> _INSTRUCTIONS TO FOLLOW_: For the records that follow, work out how many lines include "target" and give only that count.

[Start of Attachment]

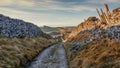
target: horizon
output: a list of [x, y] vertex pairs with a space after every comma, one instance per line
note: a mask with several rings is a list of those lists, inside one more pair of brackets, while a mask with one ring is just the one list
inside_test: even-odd
[[[4, 0], [0, 14], [22, 19], [37, 26], [76, 26], [90, 16], [98, 18], [96, 8], [108, 4], [110, 11], [119, 7], [119, 0]], [[98, 3], [99, 2], [99, 3]], [[104, 9], [103, 9], [104, 10]]]

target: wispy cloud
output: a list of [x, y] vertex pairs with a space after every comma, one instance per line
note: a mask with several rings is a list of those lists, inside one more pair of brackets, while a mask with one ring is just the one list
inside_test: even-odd
[[[95, 5], [119, 3], [119, 0], [2, 0], [0, 6], [13, 6], [33, 10], [94, 11]], [[93, 5], [92, 5], [93, 4]], [[95, 4], [95, 5], [94, 5]]]
[[86, 0], [86, 2], [103, 4], [103, 3], [119, 3], [120, 0]]
[[13, 0], [1, 0], [0, 1], [0, 6], [6, 6], [6, 5], [11, 5], [13, 4]]
[[68, 11], [68, 12], [84, 11], [84, 10], [93, 11], [93, 8], [90, 6], [80, 5], [80, 4], [76, 5], [75, 2], [64, 3], [64, 2], [59, 2], [57, 0], [41, 1], [38, 2], [37, 6], [41, 8], [40, 10], [57, 10], [57, 11]]
[[29, 0], [1, 0], [0, 1], [0, 6], [34, 6], [35, 2], [34, 1], [29, 1]]
[[16, 5], [32, 7], [32, 6], [35, 5], [35, 2], [34, 1], [29, 1], [29, 0], [18, 0], [16, 2]]
[[73, 5], [73, 3], [62, 3], [55, 0], [3, 0], [0, 2], [0, 6], [13, 6], [32, 8], [34, 10], [56, 10], [56, 11], [93, 11], [92, 7], [83, 5]]
[[[9, 12], [8, 12], [9, 11]], [[66, 17], [62, 14], [50, 14], [50, 13], [31, 13], [26, 11], [20, 11], [10, 8], [0, 8], [0, 13], [10, 16], [12, 18], [19, 18], [25, 21], [32, 22], [36, 25], [49, 25], [49, 26], [62, 26], [63, 22], [64, 25], [73, 25], [74, 22], [79, 22], [80, 20], [73, 19], [72, 17]], [[53, 19], [52, 19], [53, 18]], [[70, 19], [70, 20], [69, 20]]]
[[1, 0], [0, 13], [37, 25], [75, 25], [73, 22], [96, 15], [95, 8], [103, 3], [112, 4], [112, 8], [120, 4], [119, 0]]

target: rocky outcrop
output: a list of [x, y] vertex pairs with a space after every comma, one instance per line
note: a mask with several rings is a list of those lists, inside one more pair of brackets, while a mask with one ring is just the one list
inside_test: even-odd
[[[117, 8], [115, 10], [113, 10], [112, 13], [110, 13], [108, 10], [107, 5], [104, 5], [105, 10], [106, 10], [106, 14], [104, 14], [103, 16], [107, 16], [105, 17], [105, 20], [101, 19], [100, 15], [100, 24], [99, 25], [88, 25], [86, 26], [85, 24], [88, 22], [90, 22], [91, 20], [93, 20], [92, 23], [96, 23], [96, 20], [94, 20], [95, 18], [88, 18], [87, 21], [85, 21], [84, 23], [81, 23], [80, 25], [85, 26], [82, 27], [81, 29], [79, 29], [79, 27], [77, 26], [76, 29], [74, 29], [72, 32], [72, 34], [76, 33], [76, 36], [78, 35], [85, 35], [85, 34], [92, 34], [92, 37], [90, 38], [86, 38], [82, 41], [77, 41], [73, 43], [73, 46], [71, 47], [71, 50], [80, 50], [82, 48], [82, 46], [87, 45], [89, 43], [91, 43], [94, 40], [99, 40], [103, 37], [107, 37], [111, 40], [115, 40], [117, 42], [120, 42], [120, 8]], [[98, 12], [99, 15], [99, 12]], [[108, 20], [109, 19], [109, 20]], [[98, 20], [97, 20], [98, 21]], [[79, 26], [80, 26], [79, 25]], [[92, 28], [94, 27], [94, 28]], [[88, 28], [88, 29], [87, 29]], [[73, 38], [75, 37], [75, 34], [73, 36]]]
[[106, 29], [106, 33], [107, 33], [109, 39], [120, 42], [120, 25], [112, 26], [112, 27]]
[[92, 30], [82, 31], [80, 34], [93, 34], [93, 36], [86, 38], [83, 41], [74, 42], [71, 50], [81, 50], [82, 46], [103, 37], [120, 42], [120, 25], [108, 27], [107, 29], [94, 28]]
[[104, 8], [97, 10], [100, 19], [88, 18], [69, 35], [65, 48], [70, 68], [120, 68], [120, 8], [112, 13], [106, 4]]
[[[93, 29], [96, 26], [99, 26], [100, 24], [101, 23], [100, 23], [98, 18], [96, 18], [96, 17], [89, 17], [87, 20], [85, 20], [85, 22], [82, 22], [76, 28], [74, 28], [72, 30], [72, 32], [68, 36], [68, 39], [76, 36], [81, 31]], [[66, 39], [66, 40], [68, 40], [68, 39]]]
[[12, 19], [0, 14], [0, 35], [5, 37], [47, 37], [41, 29], [29, 22]]
[[113, 10], [109, 25], [110, 26], [120, 25], [120, 8]]
[[104, 4], [104, 9], [105, 9], [105, 12], [103, 12], [103, 10], [100, 9], [101, 14], [100, 14], [98, 9], [96, 9], [96, 10], [97, 10], [97, 13], [98, 13], [98, 16], [99, 16], [101, 22], [105, 23], [105, 24], [108, 24], [110, 22], [111, 13], [109, 11], [109, 8], [108, 8], [107, 4]]
[[[76, 28], [72, 30], [69, 36], [66, 38], [66, 41], [72, 39], [73, 37], [77, 36], [81, 32], [90, 33], [98, 32], [97, 29], [108, 29], [112, 26], [120, 25], [120, 8], [114, 9], [111, 13], [107, 4], [104, 4], [105, 12], [101, 9], [101, 13], [97, 9], [97, 13], [99, 18], [96, 17], [89, 17], [84, 22], [80, 23]], [[95, 31], [93, 31], [95, 30]]]
[[92, 37], [90, 38], [86, 38], [82, 41], [78, 41], [78, 42], [75, 42], [73, 43], [73, 45], [71, 46], [71, 50], [81, 50], [81, 48], [84, 46], [84, 45], [87, 45], [89, 43], [91, 43], [92, 41], [95, 41], [95, 40], [99, 40], [103, 37], [108, 37], [109, 33], [107, 33], [106, 30], [104, 29], [100, 29], [100, 28], [93, 28], [91, 30], [88, 30], [88, 31], [83, 31], [83, 32], [80, 32], [80, 34], [93, 34]]

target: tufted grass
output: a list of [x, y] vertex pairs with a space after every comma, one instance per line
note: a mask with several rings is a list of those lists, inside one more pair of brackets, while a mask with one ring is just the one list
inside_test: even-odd
[[83, 40], [85, 40], [85, 39], [87, 39], [87, 38], [90, 38], [90, 37], [92, 37], [93, 35], [92, 34], [78, 34], [78, 35], [76, 35], [75, 37], [73, 37], [71, 40], [72, 41], [83, 41]]
[[108, 38], [92, 41], [81, 51], [70, 51], [65, 44], [70, 68], [120, 68], [120, 43]]
[[22, 68], [54, 43], [45, 38], [0, 38], [0, 68]]

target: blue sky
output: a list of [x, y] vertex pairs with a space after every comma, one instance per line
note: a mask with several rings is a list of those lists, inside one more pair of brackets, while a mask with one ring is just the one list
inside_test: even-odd
[[1, 0], [0, 14], [38, 26], [76, 26], [97, 16], [96, 8], [104, 3], [110, 10], [120, 7], [120, 0]]

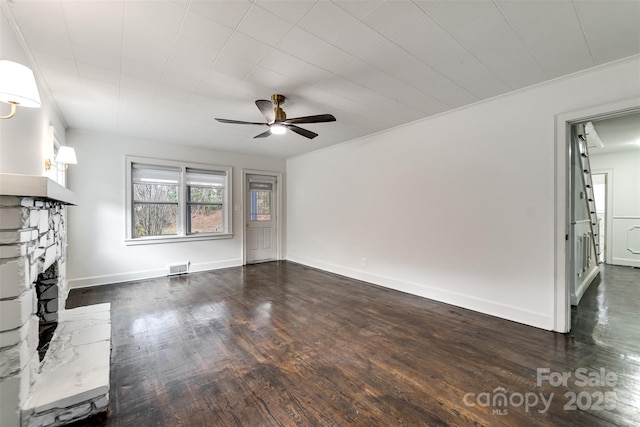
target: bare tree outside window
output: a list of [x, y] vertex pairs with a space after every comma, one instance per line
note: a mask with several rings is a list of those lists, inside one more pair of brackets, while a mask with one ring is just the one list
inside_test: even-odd
[[140, 157], [127, 165], [128, 241], [231, 236], [230, 167]]
[[135, 183], [133, 198], [135, 236], [162, 236], [177, 233], [177, 184]]
[[187, 187], [187, 233], [222, 231], [222, 190], [221, 187]]

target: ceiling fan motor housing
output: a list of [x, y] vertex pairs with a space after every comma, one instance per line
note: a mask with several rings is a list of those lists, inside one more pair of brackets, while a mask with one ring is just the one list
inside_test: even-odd
[[271, 102], [273, 102], [276, 105], [273, 108], [275, 121], [284, 122], [285, 120], [287, 120], [287, 115], [285, 114], [284, 110], [280, 108], [280, 105], [284, 104], [284, 95], [279, 95], [277, 93], [274, 93], [273, 95], [271, 95]]
[[275, 121], [277, 122], [284, 122], [285, 120], [287, 120], [287, 115], [285, 114], [285, 112], [282, 110], [282, 108], [280, 108], [279, 106], [276, 106], [273, 109], [273, 113], [275, 115]]

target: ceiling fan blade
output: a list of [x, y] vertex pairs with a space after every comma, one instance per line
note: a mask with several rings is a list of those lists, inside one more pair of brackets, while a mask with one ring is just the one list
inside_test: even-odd
[[304, 116], [304, 117], [294, 117], [292, 119], [287, 119], [283, 123], [284, 124], [299, 124], [299, 123], [324, 123], [324, 122], [335, 122], [336, 118], [331, 114], [318, 114], [315, 116]]
[[258, 123], [258, 122], [243, 122], [240, 120], [231, 120], [231, 119], [219, 119], [216, 117], [216, 120], [220, 123], [231, 123], [234, 125], [260, 125], [260, 126], [269, 126], [267, 123]]
[[276, 119], [275, 113], [273, 112], [273, 104], [271, 101], [267, 101], [266, 99], [258, 99], [256, 100], [256, 107], [258, 110], [264, 115], [264, 118], [267, 119], [267, 123], [273, 123]]
[[298, 127], [296, 125], [285, 124], [285, 126], [287, 127], [287, 129], [290, 129], [290, 130], [294, 131], [298, 135], [302, 135], [302, 136], [304, 136], [306, 138], [309, 138], [309, 139], [313, 139], [316, 136], [318, 136], [317, 133], [311, 132], [310, 130], [302, 129], [301, 127]]
[[268, 130], [268, 131], [266, 131], [266, 132], [262, 132], [262, 133], [261, 133], [261, 134], [259, 134], [259, 135], [254, 136], [254, 137], [253, 137], [253, 139], [256, 139], [256, 138], [266, 138], [266, 137], [268, 137], [269, 135], [271, 135], [271, 129], [269, 129], [269, 130]]

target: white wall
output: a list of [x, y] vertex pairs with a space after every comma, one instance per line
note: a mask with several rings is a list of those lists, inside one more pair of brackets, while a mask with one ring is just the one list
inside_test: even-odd
[[[611, 170], [613, 192], [609, 230], [612, 263], [640, 267], [640, 149], [590, 157], [593, 171]], [[631, 250], [629, 250], [631, 249]], [[633, 252], [632, 252], [633, 251]]]
[[[18, 37], [0, 9], [0, 59], [33, 68]], [[37, 79], [37, 76], [36, 76]], [[37, 81], [41, 108], [18, 107], [16, 115], [0, 120], [0, 173], [45, 175], [44, 159], [49, 156], [49, 125], [54, 125], [64, 144], [65, 127], [57, 116], [42, 82]], [[0, 115], [9, 114], [8, 104], [0, 103]]]
[[242, 205], [242, 169], [284, 172], [285, 161], [69, 130], [78, 164], [68, 187], [79, 205], [68, 209], [71, 287], [157, 277], [170, 263], [191, 261], [192, 271], [242, 264], [243, 220], [234, 209], [232, 239], [125, 245], [125, 156], [182, 160], [233, 167], [233, 205]]
[[635, 57], [289, 159], [287, 258], [552, 329], [555, 116], [638, 96], [639, 73]]

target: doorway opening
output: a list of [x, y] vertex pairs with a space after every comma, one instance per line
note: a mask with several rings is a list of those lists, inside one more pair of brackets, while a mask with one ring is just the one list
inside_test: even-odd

[End of Attachment]

> _EXERCISE OUTPUT_: 10